Requirements ::
Repeat the entries starting with the line that contains "of the floor" and going on through the line that contains "x=285, y=207", requests included, and shift every coordinate in their answers by adding 145 to each x and y value.

Material ::

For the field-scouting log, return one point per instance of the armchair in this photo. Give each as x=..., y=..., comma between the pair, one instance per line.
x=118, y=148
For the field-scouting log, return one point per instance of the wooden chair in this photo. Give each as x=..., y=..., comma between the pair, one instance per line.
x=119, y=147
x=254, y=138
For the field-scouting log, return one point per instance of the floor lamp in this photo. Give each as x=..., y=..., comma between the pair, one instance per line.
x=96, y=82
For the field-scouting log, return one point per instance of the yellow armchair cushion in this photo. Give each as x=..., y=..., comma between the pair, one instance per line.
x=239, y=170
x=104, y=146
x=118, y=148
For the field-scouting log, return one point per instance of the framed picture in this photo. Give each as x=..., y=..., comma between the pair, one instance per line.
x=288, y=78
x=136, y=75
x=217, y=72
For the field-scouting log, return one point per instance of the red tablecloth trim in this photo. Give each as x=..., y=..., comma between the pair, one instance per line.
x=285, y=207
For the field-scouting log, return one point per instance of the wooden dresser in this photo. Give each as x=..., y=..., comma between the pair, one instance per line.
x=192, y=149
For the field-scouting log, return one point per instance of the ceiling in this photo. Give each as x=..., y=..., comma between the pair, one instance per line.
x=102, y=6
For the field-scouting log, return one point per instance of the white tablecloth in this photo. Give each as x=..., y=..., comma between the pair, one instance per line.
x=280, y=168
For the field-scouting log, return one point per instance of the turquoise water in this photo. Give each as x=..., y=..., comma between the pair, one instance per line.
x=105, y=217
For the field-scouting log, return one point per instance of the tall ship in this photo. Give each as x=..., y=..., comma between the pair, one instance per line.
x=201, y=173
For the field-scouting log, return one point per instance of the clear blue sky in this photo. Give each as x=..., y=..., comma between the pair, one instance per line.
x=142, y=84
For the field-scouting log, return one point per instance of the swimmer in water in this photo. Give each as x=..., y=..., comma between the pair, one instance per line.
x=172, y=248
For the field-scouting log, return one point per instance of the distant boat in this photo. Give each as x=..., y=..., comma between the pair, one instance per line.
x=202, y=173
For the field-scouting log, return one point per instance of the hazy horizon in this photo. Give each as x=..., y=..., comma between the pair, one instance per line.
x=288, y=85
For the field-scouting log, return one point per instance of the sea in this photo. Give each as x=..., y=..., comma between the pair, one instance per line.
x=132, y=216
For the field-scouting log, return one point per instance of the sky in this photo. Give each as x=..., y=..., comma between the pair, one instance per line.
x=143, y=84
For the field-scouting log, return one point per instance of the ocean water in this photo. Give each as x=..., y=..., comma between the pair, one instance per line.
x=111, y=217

Complete output ::
For the field-scouting log, return one point per instance of the floor lamp in this photo. Give each as x=..., y=..., comma between the pair, one instance per line.
x=241, y=227
For the field-scouting log, return one point per instance of the yellow armchair cushion in this photo. Give each as x=..., y=..., comma between the pair, one instance per line.
x=384, y=315
x=249, y=291
x=263, y=293
For the field-scouting log, return one point per instance of the framed picture in this photo. Give each as x=..., y=..., comma between the pair, one instance per line.
x=433, y=223
x=281, y=220
x=362, y=217
For the field-scouting log, return one point per instance of the red tablecloth trim in this photo. Give each as x=..., y=..., comma between the pair, one instance per line.
x=430, y=352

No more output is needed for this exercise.